DIRECTION A: Collect every line of the records below that contains the word "bush".

EXTRACT TO READ:
+++
·I think most people on my f-list have seen this by now, I’m late to post, but the latest regarding the OTW, generally from
synonymous, specifically from
dhobikikutti, both much appreciated and referencing among other important things a gracious, eloquent, and brave statement by the Board candidate Zixin, which she shouldn’t have had to make in the first place.
I am still in hopes of a less reprehensible future for the OTW/AO3 (knock wood, I’m hopeful about the new Board candidates at least); I am not clear right now on what people who are not OTW volunteers can do, after the new election, in terms of concrete action to support change (hopefully, in a framework of coalition). I’m going to be hypocritical enough to say that I don’t want to get into extended discussion of this here, for me it makes more sense to keep an eye on information sources elsewhere, but if anyone has links/related information helpful to this end please do feel free to drop them.
·In the spirit of extremely fucked-up situations, have a performance of Kurka’s The Good Soldier Schweik Suite.
·Am I the only one who feels that this July has lasted about six months so far? I was traveling among other things and have fallen way behind on DW socializing, but I’ve been reading everyone’s posts and thinking of you.
·Three days in Hokkaido, a work trip to do some interpreting for a lecture given by Song Mingwei, a scholar of Chinese science fiction among other things, and the reason I was reading about Qing-dynasty SF.
The job started off with a delightful serendipity. I got lost trying to find my way into the enormous Hokkaido University campus, and resorted to asking a student-type coming the other way if I could get into the campus up ahead. “Sorry, I don’t speak Japanese, I’m from Taiwan,” he said blankly, so I thought, well, I can work with that, and tried repeating the question in Chinese (thanks to the Guardian script I knew the word for “college campus”!). He was delighted, answered promptly and saw me to the building I needed to go to, while we chatted in Chinese along the way about the relative difficulty of the three languages (he kept saying jingyu was difficult in Japanese, which I couldn’t convert mentally to 敬語 until he said something about 长辈: ohhhh, honorifics, now I get it). Clearly a good omen.
You’ll be better off googling Professor Song Mingwei than me trying to summarize him here, but I think a lot of cdrama people, and SF people in general, will find his work extremely interesting. Here is a place to start. I had spent the week before translating his lecture text from English to Japanese, with the help of a grad school friend to edit my decidedly non-native Japanese; all about Lu Xun and Liu Cixin and related personages. In the event his lecture, delivered in English, was lively and fascinating and skimmed all over the place; as far as the actual lecture text, handed out to all the attendees in two languages, was concerned, I would say it fitted where it touched and not much more, so that the non-English speakers must have been wondering what the hell he was talking about a lot of the time, but it was extremely interesting.
+++
DIRECTION B:
Answer these questions about the blog post above:
(i) Where did the writer spend three days on a work trip?
(ii) Where did the student the writer asked for directions say he was from?
(iii) Into which language did the writer translate the lecture text?

DATA FOR PROCESSING:
+++
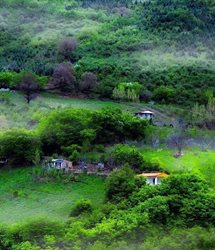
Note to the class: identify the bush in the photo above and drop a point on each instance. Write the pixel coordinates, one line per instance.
(20, 147)
(82, 206)
(120, 184)
(123, 154)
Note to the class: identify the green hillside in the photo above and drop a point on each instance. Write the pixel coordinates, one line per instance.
(167, 46)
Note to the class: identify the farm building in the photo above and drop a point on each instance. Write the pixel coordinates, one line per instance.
(145, 114)
(60, 164)
(154, 178)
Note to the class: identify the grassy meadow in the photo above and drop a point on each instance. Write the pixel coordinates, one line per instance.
(16, 113)
(22, 198)
(194, 160)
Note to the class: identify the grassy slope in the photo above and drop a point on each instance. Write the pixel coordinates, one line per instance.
(194, 160)
(16, 113)
(52, 199)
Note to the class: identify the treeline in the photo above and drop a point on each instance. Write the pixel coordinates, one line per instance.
(70, 132)
(104, 57)
(180, 211)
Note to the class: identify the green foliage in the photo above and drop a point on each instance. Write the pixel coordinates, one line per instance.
(77, 126)
(82, 206)
(124, 154)
(127, 91)
(19, 147)
(120, 184)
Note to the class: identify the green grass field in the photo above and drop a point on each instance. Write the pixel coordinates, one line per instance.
(16, 113)
(53, 199)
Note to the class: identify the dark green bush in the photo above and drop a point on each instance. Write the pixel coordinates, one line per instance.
(20, 147)
(124, 154)
(82, 206)
(120, 184)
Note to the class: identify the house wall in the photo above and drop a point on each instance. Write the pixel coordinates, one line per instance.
(153, 180)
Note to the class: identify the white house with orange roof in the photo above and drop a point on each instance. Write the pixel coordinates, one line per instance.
(154, 178)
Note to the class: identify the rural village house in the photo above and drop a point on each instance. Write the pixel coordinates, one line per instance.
(154, 178)
(148, 115)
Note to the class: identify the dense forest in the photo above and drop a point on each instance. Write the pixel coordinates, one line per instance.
(166, 46)
(75, 78)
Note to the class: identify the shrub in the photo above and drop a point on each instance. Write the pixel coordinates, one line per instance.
(82, 206)
(20, 147)
(123, 154)
(127, 91)
(120, 184)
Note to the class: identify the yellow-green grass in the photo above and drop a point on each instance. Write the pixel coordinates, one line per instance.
(52, 200)
(16, 113)
(194, 160)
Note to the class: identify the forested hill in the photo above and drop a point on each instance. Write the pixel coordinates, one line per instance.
(167, 46)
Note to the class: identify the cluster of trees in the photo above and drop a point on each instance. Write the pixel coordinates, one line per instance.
(180, 210)
(104, 56)
(69, 132)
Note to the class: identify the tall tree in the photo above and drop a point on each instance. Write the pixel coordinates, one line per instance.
(63, 78)
(66, 47)
(29, 86)
(88, 82)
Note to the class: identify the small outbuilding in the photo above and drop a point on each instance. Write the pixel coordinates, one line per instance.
(60, 164)
(154, 178)
(145, 114)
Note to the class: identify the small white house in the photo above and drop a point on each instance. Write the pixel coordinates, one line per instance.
(60, 164)
(148, 115)
(154, 178)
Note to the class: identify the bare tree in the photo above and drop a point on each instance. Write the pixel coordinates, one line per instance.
(63, 78)
(29, 86)
(88, 82)
(67, 46)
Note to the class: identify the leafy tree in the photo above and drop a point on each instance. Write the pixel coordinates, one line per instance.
(88, 82)
(127, 91)
(63, 79)
(120, 184)
(124, 154)
(29, 86)
(82, 206)
(20, 147)
(66, 47)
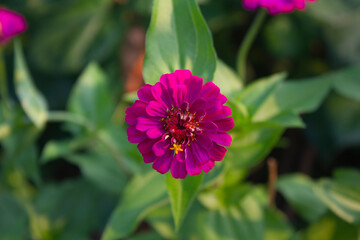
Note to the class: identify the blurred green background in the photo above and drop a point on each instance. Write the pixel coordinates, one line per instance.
(64, 36)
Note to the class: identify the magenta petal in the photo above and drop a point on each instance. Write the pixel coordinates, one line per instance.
(225, 111)
(136, 110)
(217, 152)
(145, 93)
(163, 163)
(155, 109)
(11, 24)
(193, 167)
(180, 156)
(199, 153)
(208, 166)
(208, 126)
(160, 147)
(221, 138)
(134, 135)
(178, 169)
(144, 124)
(225, 124)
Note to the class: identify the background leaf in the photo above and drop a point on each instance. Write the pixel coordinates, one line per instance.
(178, 38)
(182, 193)
(32, 101)
(298, 190)
(342, 199)
(141, 195)
(90, 97)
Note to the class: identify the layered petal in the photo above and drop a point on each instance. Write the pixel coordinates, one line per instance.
(180, 124)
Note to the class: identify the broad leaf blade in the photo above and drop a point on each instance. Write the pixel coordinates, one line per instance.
(141, 195)
(182, 193)
(298, 190)
(347, 83)
(178, 38)
(342, 199)
(32, 101)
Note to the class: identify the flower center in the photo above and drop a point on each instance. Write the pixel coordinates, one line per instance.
(182, 126)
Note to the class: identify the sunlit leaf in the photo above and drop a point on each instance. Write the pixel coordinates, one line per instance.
(342, 199)
(182, 193)
(32, 101)
(298, 190)
(90, 97)
(142, 194)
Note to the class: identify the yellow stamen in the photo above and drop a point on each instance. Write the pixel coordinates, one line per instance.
(176, 148)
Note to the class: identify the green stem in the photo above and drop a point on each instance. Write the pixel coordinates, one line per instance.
(3, 85)
(247, 43)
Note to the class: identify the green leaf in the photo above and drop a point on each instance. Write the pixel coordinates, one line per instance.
(348, 176)
(90, 98)
(74, 208)
(92, 25)
(13, 219)
(32, 101)
(286, 119)
(142, 194)
(102, 169)
(226, 79)
(298, 190)
(251, 145)
(178, 38)
(277, 226)
(331, 227)
(60, 148)
(182, 193)
(299, 96)
(346, 82)
(342, 199)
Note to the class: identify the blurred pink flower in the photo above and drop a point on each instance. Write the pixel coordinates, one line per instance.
(180, 124)
(11, 24)
(276, 6)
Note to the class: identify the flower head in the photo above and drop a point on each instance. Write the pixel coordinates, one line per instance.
(180, 124)
(11, 24)
(276, 6)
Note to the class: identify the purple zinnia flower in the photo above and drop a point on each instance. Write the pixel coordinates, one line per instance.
(11, 24)
(180, 124)
(276, 6)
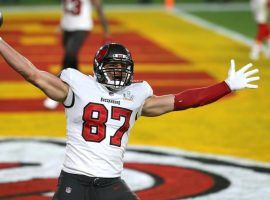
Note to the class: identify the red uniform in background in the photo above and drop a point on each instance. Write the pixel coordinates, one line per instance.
(260, 10)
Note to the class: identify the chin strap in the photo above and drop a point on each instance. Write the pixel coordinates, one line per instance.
(200, 96)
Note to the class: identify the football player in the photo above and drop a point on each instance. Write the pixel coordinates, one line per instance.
(76, 23)
(101, 110)
(260, 10)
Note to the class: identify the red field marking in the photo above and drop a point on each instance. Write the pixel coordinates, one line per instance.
(178, 182)
(48, 21)
(175, 182)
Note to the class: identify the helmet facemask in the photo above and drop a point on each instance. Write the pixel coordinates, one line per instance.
(117, 75)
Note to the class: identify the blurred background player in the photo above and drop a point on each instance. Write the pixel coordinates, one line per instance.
(76, 23)
(260, 9)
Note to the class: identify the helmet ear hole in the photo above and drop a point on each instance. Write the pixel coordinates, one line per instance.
(113, 66)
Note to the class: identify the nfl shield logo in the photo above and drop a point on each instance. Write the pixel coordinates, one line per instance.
(68, 190)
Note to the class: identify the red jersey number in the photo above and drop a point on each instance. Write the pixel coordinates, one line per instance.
(95, 117)
(72, 6)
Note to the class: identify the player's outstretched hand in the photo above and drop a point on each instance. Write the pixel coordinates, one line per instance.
(241, 79)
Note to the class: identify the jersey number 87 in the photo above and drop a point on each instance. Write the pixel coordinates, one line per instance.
(95, 117)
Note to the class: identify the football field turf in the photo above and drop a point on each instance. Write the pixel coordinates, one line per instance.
(172, 54)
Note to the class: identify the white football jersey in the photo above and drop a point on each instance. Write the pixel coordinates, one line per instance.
(99, 123)
(77, 15)
(260, 10)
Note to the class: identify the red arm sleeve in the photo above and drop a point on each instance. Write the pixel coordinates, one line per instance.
(200, 96)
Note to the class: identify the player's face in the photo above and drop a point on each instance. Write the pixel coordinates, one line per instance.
(115, 71)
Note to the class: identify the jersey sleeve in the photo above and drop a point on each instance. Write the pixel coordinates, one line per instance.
(148, 93)
(66, 76)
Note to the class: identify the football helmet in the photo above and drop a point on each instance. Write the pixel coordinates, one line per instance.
(113, 66)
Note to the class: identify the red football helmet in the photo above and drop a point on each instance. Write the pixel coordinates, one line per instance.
(113, 66)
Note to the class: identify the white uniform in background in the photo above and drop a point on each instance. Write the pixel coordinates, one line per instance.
(98, 124)
(77, 15)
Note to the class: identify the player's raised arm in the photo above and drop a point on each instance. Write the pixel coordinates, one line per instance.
(51, 85)
(158, 105)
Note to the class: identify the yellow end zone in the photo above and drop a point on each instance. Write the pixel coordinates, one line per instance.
(237, 126)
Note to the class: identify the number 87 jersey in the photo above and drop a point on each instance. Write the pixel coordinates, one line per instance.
(98, 123)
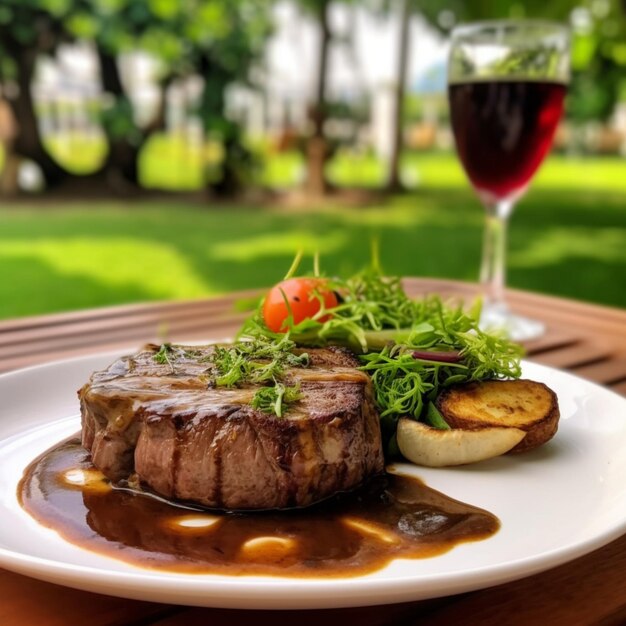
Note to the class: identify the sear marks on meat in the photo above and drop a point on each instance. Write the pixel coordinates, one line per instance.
(186, 440)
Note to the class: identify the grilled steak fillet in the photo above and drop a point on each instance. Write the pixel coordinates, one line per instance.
(188, 441)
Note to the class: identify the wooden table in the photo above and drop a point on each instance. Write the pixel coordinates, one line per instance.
(585, 339)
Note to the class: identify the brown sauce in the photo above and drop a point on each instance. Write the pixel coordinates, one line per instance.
(393, 516)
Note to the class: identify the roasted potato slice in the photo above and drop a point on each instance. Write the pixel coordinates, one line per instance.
(525, 404)
(433, 447)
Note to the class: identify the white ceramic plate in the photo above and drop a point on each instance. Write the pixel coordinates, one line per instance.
(556, 503)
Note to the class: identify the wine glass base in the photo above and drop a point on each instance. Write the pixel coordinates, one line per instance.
(516, 327)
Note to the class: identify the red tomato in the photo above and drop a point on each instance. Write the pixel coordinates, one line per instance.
(303, 297)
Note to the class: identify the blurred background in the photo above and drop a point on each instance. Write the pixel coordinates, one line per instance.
(159, 149)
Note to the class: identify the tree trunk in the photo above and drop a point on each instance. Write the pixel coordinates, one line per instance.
(121, 165)
(394, 183)
(317, 147)
(28, 142)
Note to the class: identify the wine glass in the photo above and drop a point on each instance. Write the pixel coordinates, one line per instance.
(506, 86)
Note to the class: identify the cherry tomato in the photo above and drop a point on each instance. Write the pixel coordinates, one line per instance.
(303, 297)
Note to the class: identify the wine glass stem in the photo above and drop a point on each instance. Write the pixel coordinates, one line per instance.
(493, 267)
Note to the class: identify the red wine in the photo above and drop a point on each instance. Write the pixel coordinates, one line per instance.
(503, 130)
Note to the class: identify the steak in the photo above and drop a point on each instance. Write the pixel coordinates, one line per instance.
(165, 425)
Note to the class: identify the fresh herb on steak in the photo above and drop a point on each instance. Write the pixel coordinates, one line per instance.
(274, 399)
(261, 361)
(399, 340)
(163, 355)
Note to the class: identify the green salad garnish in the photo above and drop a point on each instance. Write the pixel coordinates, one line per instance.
(411, 348)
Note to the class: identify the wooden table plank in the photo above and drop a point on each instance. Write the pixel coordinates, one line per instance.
(588, 591)
(579, 354)
(606, 372)
(29, 602)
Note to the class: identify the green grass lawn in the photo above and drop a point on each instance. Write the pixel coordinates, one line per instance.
(568, 237)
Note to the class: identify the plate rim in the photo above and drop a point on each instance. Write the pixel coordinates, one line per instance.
(226, 590)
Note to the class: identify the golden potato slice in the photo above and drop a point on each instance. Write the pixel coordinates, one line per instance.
(433, 447)
(525, 404)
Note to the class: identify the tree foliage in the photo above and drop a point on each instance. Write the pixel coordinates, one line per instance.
(216, 39)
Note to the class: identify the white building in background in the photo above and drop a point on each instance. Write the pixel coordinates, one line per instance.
(362, 62)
+++
CORRECT RESPONSE A:
Note to the class: identify the bush in the photo above and drop a point on each instance. Write the pixel coordinates, one line per instance.
Note to the class: identify the dark green bush in the photo above and drop a point on each instance. Write the pixel coordinates, one line per instance.

CORRECT RESPONSE B:
(i) Hokkaido
(ii) Taiwan
(iii) Japanese